◆ PROBLEM REQUIREMENTS:
Render the records below as a JSON list of strings, with one string per line and blank lines omitted.
((
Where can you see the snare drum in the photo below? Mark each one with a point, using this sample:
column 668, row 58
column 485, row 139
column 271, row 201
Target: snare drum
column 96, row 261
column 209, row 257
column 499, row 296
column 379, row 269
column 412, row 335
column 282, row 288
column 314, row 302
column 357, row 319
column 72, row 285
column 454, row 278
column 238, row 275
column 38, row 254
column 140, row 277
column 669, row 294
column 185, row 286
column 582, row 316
))
◆ THE COMPLETED TASK:
[
  "Where can you see the snare drum in the photo below? Mark each one with a point, using this sample:",
  "column 668, row 58",
  "column 485, row 139",
  "column 271, row 201",
  "Target: snare drum",
  "column 96, row 261",
  "column 209, row 257",
  "column 499, row 296",
  "column 379, row 269",
  "column 412, row 335",
  "column 282, row 288",
  "column 314, row 302",
  "column 357, row 319",
  "column 72, row 285",
  "column 454, row 278",
  "column 238, row 275",
  "column 38, row 254",
  "column 140, row 277",
  "column 669, row 294",
  "column 185, row 286",
  "column 582, row 316"
]